TASK PROMPT: Continue the stock market report from where it stops.

READING PASSAGE section start

Categories
Stocks

Stocks finish mixed as tech stocks face additional pressure

Stocks finish mixed as tech stocks face additional pressure

On Monday, U.S. stocks finished mixed, with shares unable to find direction as fears about the economy’s prospects grew amid rising inflation. The S&P 500 finished the turbulent day down 0.4 percent at 4,008.01. The NASDAQ slid 1.2 percent to 11,662.79 as mega-cap technology giants such as Apple (AAPL) slumped, dragging the index down. The Dow Jones Industrial Average finished at 32,223.42, up marginally.

Even after new GDP statistics from China came in weaker-than-expected, as the latest wave of virus-related restrictions in the country hampered movement, US crude oil prices (CL=F) reversed earlier losses and gained. Retail sales in China fell by 11.1 percent in April compared to the same month last year, the worst loss since March 2020, while industrial production unexpectedly fell by 2.9 percent.

The decline in risk assets on Monday prolonged a recent period of market turbulence. Stocks finished last week with their sixth straight weekly decline, sending the S&P 500 16.1 percent below its January 3 peak. As the Federal Reserve seeks to cool inflation reaching its highest level in four decades, geopolitical upheaval in Ukraine continues, and China grapples with its biggest COVID epidemic since 2020, investors are weighing the chances of a broader economic slowdown.

In response to these worries, Wall Street analysts have become increasingly cautious about equities. In a recent report, Goldman Sachs lowered its S&P 500 year-end price forecast to 4,300 from 4,700. According to David Kostin, Goldman Sachs’ top U.S. stock strategist, the reduced goal reflects “higher interest rates and weaker economic growth than we previously projected.” In a recession, the S&P 500 will likely fall much further to 3,600, according to Kostin. Other strategists emphasized the present multiplicity of equities risks and advised against reading too much into one-day rebounds.

READING PASSAGE section end
DATA SUPPLIED section start

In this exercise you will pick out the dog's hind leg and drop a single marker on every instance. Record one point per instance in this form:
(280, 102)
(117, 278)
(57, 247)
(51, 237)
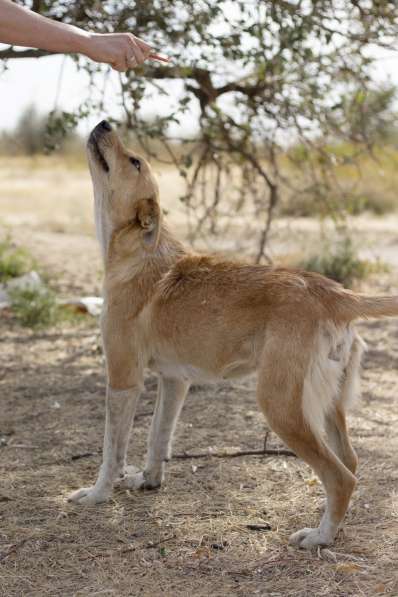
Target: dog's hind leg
(170, 400)
(335, 421)
(282, 397)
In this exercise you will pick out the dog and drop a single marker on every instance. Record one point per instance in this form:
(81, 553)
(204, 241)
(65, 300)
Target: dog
(191, 317)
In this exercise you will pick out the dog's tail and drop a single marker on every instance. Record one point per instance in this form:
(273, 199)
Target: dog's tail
(350, 306)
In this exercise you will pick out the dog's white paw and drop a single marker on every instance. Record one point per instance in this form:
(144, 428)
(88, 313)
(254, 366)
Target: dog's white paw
(140, 480)
(309, 538)
(88, 496)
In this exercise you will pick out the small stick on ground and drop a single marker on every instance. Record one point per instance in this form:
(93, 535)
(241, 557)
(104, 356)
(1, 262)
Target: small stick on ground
(236, 454)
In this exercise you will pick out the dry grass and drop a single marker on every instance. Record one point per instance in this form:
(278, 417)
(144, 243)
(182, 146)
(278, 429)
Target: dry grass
(191, 536)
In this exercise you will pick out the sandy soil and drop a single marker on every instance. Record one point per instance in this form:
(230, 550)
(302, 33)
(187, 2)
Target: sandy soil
(191, 537)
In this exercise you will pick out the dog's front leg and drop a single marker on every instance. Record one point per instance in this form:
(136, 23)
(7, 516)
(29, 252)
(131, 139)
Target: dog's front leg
(120, 409)
(171, 395)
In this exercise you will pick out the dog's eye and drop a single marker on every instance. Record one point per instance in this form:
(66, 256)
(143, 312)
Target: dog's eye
(136, 163)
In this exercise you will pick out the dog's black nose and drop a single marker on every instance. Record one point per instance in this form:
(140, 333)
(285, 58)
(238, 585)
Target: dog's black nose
(104, 124)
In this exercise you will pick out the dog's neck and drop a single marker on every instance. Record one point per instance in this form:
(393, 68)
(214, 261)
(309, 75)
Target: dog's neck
(131, 272)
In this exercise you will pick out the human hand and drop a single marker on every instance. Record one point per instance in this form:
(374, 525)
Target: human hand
(121, 50)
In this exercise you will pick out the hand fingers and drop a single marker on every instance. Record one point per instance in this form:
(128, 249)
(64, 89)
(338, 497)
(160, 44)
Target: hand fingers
(141, 50)
(145, 48)
(159, 57)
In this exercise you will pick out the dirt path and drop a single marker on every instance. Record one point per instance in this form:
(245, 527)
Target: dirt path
(190, 537)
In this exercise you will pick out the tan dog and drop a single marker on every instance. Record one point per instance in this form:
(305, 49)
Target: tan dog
(191, 317)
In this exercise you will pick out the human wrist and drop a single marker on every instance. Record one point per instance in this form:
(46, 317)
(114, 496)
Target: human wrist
(79, 40)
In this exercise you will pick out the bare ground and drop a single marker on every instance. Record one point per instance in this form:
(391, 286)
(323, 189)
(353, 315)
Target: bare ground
(191, 537)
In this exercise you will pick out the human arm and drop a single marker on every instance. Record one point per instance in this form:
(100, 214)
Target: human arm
(22, 27)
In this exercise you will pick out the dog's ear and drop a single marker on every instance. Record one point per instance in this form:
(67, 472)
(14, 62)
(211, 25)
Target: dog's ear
(149, 219)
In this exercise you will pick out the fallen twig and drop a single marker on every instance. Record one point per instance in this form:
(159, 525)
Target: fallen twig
(13, 548)
(236, 454)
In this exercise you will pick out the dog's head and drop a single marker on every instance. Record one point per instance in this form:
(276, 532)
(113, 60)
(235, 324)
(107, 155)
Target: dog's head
(125, 190)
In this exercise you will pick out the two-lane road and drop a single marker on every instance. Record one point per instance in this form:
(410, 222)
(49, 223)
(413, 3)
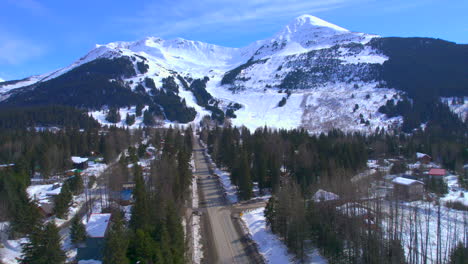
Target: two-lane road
(220, 231)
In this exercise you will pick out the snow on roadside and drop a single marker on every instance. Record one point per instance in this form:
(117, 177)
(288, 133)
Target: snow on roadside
(90, 261)
(229, 189)
(196, 228)
(11, 251)
(269, 245)
(455, 192)
(272, 249)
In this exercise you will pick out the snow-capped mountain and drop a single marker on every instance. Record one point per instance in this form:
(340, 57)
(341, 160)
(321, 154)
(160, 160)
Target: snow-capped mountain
(311, 74)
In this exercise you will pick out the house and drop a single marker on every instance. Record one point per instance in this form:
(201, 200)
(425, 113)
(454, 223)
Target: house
(423, 158)
(407, 189)
(79, 162)
(6, 166)
(323, 196)
(96, 229)
(437, 173)
(46, 209)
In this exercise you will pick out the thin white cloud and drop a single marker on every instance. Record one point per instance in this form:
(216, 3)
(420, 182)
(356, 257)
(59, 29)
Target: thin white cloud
(15, 50)
(32, 6)
(173, 18)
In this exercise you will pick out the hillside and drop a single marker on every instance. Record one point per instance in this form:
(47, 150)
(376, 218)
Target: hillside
(311, 74)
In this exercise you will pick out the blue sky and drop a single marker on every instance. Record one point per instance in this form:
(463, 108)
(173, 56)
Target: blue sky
(39, 36)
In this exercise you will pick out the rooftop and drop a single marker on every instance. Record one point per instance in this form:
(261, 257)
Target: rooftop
(76, 159)
(405, 181)
(97, 225)
(437, 172)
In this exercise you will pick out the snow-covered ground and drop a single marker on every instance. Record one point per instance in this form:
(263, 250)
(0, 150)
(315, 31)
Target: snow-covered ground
(11, 251)
(455, 192)
(272, 248)
(459, 108)
(196, 227)
(451, 222)
(229, 188)
(100, 116)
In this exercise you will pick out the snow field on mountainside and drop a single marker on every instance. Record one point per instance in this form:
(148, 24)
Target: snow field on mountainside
(460, 109)
(319, 109)
(100, 116)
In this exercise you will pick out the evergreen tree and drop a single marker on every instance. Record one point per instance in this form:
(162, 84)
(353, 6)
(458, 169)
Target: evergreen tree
(62, 201)
(459, 254)
(116, 245)
(77, 231)
(174, 227)
(143, 249)
(138, 110)
(140, 209)
(148, 118)
(75, 184)
(129, 119)
(245, 181)
(43, 246)
(113, 115)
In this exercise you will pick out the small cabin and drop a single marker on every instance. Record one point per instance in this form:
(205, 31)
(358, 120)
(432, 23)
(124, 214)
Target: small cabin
(423, 158)
(324, 196)
(96, 230)
(407, 189)
(79, 163)
(437, 173)
(46, 209)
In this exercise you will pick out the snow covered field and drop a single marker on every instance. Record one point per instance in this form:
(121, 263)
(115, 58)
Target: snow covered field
(456, 193)
(272, 249)
(420, 217)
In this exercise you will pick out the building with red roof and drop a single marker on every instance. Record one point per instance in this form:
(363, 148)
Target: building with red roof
(434, 172)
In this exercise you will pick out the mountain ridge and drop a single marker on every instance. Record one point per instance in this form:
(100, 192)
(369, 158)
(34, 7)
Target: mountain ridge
(310, 74)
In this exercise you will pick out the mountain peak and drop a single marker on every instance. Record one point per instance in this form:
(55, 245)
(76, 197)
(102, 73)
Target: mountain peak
(309, 20)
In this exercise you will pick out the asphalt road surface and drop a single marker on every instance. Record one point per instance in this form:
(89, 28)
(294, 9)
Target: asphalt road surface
(224, 240)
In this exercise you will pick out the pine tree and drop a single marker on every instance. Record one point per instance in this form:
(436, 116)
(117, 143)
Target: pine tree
(140, 209)
(62, 201)
(148, 118)
(115, 248)
(129, 119)
(77, 231)
(138, 110)
(245, 181)
(143, 248)
(174, 227)
(113, 115)
(75, 184)
(43, 246)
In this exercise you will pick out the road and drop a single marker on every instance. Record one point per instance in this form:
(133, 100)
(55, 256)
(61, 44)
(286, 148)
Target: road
(224, 238)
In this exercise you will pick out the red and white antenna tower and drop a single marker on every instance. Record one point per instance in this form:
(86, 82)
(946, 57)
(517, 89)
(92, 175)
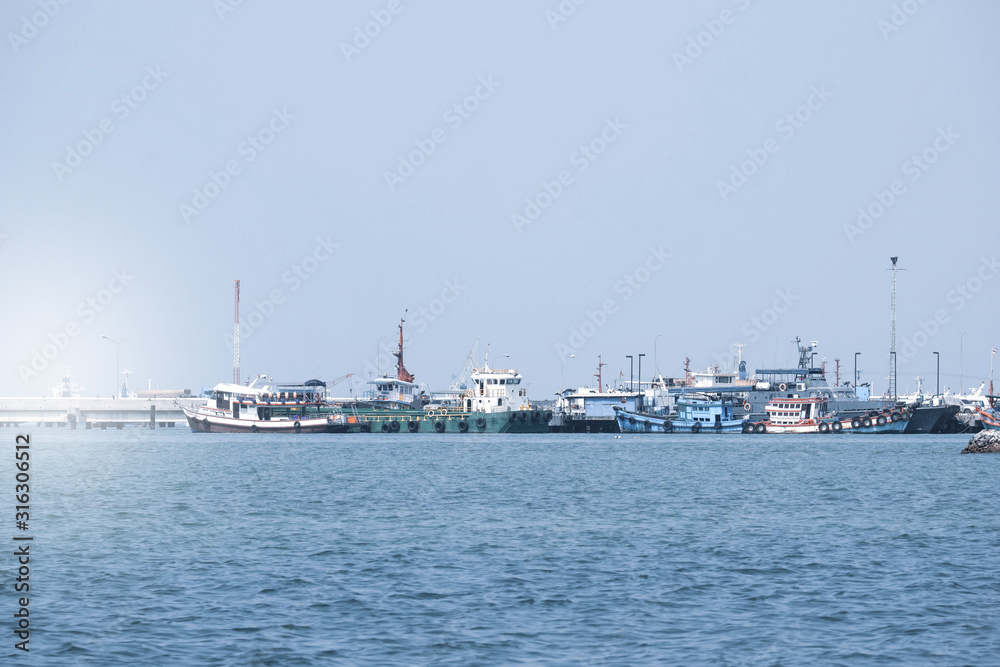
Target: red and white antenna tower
(236, 337)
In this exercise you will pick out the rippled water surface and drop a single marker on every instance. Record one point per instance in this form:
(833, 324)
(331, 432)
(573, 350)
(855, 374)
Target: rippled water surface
(171, 547)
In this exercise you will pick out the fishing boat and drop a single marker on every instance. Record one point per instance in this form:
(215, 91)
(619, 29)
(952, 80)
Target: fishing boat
(811, 414)
(266, 408)
(495, 402)
(696, 413)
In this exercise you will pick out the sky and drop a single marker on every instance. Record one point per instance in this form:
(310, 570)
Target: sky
(551, 178)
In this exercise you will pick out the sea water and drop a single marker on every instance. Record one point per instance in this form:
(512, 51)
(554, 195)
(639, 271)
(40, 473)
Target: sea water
(168, 547)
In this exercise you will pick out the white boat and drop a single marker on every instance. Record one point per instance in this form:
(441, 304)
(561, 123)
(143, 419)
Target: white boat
(285, 408)
(811, 414)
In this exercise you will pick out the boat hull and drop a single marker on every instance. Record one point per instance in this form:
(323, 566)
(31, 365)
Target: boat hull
(201, 422)
(638, 422)
(448, 421)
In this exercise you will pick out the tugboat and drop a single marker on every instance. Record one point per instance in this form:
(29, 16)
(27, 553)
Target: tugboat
(284, 408)
(495, 403)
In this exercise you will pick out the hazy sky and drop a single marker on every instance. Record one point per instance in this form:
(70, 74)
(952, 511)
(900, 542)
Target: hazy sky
(557, 178)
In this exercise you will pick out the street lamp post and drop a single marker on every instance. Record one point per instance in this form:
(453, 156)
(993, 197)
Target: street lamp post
(937, 387)
(656, 363)
(961, 341)
(856, 373)
(641, 355)
(118, 344)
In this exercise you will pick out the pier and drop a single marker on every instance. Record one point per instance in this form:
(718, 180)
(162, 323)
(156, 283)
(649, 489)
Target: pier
(94, 412)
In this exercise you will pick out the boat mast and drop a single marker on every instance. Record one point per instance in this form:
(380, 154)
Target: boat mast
(597, 375)
(401, 372)
(236, 337)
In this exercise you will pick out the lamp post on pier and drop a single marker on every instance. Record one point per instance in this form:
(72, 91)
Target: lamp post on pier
(640, 372)
(937, 387)
(562, 366)
(118, 344)
(856, 373)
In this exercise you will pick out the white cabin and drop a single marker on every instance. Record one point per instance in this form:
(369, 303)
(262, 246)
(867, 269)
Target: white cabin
(392, 392)
(495, 390)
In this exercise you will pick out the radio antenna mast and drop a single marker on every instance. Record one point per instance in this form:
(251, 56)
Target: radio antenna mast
(236, 336)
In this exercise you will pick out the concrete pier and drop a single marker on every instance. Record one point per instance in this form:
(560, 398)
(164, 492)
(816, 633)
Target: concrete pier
(94, 412)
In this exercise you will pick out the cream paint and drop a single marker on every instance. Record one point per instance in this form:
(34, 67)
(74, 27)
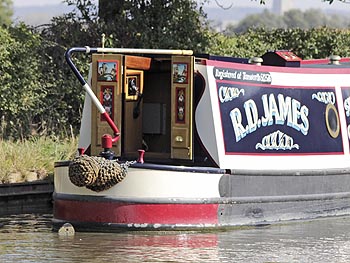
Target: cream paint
(226, 161)
(85, 127)
(148, 183)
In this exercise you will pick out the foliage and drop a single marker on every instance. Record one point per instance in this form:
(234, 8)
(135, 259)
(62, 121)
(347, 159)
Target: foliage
(314, 43)
(291, 19)
(40, 95)
(35, 155)
(6, 12)
(154, 24)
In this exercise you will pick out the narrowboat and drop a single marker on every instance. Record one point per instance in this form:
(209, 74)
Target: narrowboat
(172, 140)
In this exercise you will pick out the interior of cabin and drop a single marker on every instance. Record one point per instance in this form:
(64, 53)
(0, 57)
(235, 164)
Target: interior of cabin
(152, 105)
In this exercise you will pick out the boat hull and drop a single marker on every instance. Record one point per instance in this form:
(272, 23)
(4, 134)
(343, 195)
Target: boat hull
(224, 199)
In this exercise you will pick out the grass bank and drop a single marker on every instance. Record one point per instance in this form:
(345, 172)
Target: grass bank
(33, 159)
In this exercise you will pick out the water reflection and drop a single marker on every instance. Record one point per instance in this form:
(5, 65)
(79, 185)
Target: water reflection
(28, 238)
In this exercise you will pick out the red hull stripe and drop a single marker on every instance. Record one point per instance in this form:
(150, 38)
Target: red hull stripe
(131, 213)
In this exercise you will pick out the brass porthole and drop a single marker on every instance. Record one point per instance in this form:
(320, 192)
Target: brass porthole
(332, 120)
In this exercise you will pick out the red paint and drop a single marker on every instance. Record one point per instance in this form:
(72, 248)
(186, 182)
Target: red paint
(131, 213)
(107, 141)
(141, 154)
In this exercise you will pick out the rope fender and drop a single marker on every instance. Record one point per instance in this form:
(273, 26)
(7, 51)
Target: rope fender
(96, 173)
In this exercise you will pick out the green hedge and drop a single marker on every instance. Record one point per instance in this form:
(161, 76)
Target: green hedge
(40, 95)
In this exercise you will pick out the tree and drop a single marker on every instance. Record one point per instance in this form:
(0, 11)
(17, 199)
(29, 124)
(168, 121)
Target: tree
(155, 24)
(6, 12)
(291, 19)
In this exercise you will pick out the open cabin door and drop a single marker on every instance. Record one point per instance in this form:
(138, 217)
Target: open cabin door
(132, 131)
(182, 107)
(106, 83)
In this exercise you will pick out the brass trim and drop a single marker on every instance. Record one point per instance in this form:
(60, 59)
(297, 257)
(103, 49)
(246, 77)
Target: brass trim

DATA SUPPLIED section end

REPLY:
“At this moment, we believe the tipping point is an open question. We’re probably in the middle of two repricings: one caused by the Federal Reserve, and the other induced by the market “U.S. Bank Asset Management’s chief investment officer, Eric Freedman, told Yahoo Finance Live. “When the Fed announces a rate hike, every other asset class must drop in price and increase in yield. So we’re right in the thick of it. Depending on what the Fed decides to do in terms of messaging, this might be a turning moment.”

“However, the next repricing — and the danger of possible additional downside — will occur if higher commodity costs and higher borrowing rates structurally flow into the actual economy and stay there for some time,” he warned. “So I believe we’re in a profoundly oversold state… but we’d still be cautious right now because we believe there’s more potential downside coming.”